• Exercise goal
Starting at the line that holds "green hillside in this photo as pixel coordinates.", set down each line through the end of the listing, exactly as written and with nothing added.

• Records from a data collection
-*-

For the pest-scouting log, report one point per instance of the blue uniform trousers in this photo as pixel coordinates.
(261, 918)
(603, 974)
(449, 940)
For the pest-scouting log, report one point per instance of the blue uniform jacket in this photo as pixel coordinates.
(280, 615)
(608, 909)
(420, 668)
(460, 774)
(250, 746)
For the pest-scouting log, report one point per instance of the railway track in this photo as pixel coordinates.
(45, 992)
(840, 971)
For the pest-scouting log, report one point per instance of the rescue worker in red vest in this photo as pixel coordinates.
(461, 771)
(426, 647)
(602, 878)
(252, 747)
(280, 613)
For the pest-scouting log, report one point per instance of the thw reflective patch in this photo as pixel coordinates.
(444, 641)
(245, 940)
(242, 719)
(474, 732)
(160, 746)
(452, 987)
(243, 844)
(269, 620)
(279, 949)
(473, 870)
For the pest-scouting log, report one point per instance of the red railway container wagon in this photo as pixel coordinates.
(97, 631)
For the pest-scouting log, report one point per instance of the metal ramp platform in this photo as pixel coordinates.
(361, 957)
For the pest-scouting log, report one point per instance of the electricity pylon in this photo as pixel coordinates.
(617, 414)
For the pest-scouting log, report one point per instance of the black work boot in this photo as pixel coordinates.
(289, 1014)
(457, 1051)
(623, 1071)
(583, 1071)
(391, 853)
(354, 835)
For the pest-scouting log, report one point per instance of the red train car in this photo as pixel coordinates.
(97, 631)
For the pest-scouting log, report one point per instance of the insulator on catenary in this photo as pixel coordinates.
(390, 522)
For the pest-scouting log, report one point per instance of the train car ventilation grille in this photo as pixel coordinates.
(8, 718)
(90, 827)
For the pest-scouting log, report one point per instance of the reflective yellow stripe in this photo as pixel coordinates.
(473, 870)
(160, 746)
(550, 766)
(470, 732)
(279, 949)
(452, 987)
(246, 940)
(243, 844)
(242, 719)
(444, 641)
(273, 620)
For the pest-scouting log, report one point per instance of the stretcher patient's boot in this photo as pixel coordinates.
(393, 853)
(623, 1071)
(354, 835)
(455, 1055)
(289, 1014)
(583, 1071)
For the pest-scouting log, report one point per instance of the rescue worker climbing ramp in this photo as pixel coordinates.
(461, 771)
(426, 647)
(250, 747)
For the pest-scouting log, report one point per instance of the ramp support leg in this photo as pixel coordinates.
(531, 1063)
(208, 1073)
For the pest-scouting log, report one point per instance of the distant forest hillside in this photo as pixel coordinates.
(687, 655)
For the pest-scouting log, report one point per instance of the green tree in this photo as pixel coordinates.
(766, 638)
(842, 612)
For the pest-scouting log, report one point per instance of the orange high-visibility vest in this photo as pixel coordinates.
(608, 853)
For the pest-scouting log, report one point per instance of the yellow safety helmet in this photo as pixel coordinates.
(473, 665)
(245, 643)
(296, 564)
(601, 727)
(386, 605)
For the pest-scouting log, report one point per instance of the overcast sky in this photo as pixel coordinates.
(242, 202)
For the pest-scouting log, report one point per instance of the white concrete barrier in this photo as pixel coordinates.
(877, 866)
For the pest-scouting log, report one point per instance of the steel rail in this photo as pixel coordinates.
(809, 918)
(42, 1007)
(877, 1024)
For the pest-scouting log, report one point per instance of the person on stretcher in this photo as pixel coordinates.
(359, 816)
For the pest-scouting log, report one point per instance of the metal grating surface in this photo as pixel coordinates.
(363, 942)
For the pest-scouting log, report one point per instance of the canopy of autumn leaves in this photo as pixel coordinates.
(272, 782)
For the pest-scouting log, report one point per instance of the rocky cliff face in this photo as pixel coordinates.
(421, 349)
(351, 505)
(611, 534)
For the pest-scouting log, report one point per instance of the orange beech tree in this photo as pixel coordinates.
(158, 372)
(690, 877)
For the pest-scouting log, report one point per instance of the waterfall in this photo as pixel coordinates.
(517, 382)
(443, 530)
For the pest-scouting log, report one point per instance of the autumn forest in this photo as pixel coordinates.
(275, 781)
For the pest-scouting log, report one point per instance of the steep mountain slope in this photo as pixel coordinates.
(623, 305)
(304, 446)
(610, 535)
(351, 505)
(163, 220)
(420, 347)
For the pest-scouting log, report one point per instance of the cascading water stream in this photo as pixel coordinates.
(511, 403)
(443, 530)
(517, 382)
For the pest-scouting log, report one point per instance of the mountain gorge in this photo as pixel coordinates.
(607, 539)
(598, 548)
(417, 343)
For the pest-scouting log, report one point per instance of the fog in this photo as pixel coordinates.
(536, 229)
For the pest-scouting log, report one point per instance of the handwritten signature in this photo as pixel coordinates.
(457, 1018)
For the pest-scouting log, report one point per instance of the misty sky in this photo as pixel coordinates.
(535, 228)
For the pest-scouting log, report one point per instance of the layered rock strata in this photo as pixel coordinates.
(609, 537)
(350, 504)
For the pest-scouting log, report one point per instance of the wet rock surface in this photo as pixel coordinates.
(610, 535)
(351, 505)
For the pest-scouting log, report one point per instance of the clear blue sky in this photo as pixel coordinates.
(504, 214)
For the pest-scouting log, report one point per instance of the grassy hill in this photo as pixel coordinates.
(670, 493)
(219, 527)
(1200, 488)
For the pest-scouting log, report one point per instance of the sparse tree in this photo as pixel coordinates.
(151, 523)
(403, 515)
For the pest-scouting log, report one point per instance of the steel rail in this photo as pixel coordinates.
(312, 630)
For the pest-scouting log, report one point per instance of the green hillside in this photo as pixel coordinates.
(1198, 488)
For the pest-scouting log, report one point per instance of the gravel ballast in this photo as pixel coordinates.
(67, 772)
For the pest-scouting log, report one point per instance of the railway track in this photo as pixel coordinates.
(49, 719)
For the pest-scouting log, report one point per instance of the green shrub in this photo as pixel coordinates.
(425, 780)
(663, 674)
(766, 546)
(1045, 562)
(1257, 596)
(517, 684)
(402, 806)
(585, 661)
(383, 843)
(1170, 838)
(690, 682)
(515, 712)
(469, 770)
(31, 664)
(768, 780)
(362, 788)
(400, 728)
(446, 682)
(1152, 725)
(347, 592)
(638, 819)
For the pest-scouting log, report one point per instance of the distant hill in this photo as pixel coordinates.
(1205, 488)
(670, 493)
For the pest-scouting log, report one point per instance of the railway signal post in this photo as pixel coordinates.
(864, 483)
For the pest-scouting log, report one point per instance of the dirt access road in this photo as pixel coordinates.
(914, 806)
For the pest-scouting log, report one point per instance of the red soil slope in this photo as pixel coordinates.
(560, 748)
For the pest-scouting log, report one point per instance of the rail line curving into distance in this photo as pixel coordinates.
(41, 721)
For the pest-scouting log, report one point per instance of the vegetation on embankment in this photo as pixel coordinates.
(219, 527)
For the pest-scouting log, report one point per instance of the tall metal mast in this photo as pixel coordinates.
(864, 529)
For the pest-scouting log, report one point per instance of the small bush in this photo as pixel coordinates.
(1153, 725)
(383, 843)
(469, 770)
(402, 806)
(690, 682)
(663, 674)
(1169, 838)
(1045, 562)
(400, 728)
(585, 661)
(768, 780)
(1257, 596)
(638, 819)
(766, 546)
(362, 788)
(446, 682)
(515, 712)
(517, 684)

-*-

• Response to the task
For the pest-scouting log, report one point per instance of the green hillside in this photo as pixel coordinates.
(1198, 488)
For the pest-scouting log, report one point per instance of the gravel ballast in this photo as pixel coordinates.
(67, 772)
For the pest-scouting log, report one point per instance of the railway track in this photo as pixel coordinates.
(49, 719)
For the pest-scouting log, report one point per instance of the green shrub in this photo as pixel coordinates.
(425, 780)
(663, 674)
(766, 546)
(1045, 562)
(1257, 596)
(517, 684)
(402, 806)
(585, 661)
(383, 843)
(1170, 838)
(690, 682)
(515, 712)
(469, 770)
(31, 664)
(768, 780)
(362, 788)
(400, 728)
(446, 682)
(1152, 725)
(347, 592)
(638, 819)
For the pest-scouting log, report one point per instance of the distant hill in this photo as pixel coordinates.
(1205, 488)
(670, 493)
For the pest-scouting log, report one point per instance of the railway signal post in this photo as pixel coordinates.
(864, 483)
For the pest-scouting log, report one point per instance of the dirt access road in this photo as pixel coordinates.
(914, 806)
For the pest-scouting log, report one point per instance of the red soil slope in this photo as pixel coordinates.
(560, 748)
For the pest-scouting log, report one point per instance of the rail line curving into distance in this photo as pixel coordinates.
(41, 721)
For the pest-scouting log, report one point per instance of the vegetation on embankment in this photo as pixel coordinates.
(219, 527)
For the pest-scouting log, report one point per instance of the tall metal mast in this photo as pixel coordinates.
(864, 529)
For the pest-scouting log, report one point per instance of the small bush in this photo as pixel coordinates.
(1153, 725)
(383, 843)
(469, 770)
(402, 806)
(690, 682)
(663, 674)
(1169, 838)
(1045, 562)
(400, 728)
(585, 661)
(768, 780)
(1257, 596)
(638, 819)
(766, 546)
(362, 788)
(446, 682)
(515, 712)
(517, 684)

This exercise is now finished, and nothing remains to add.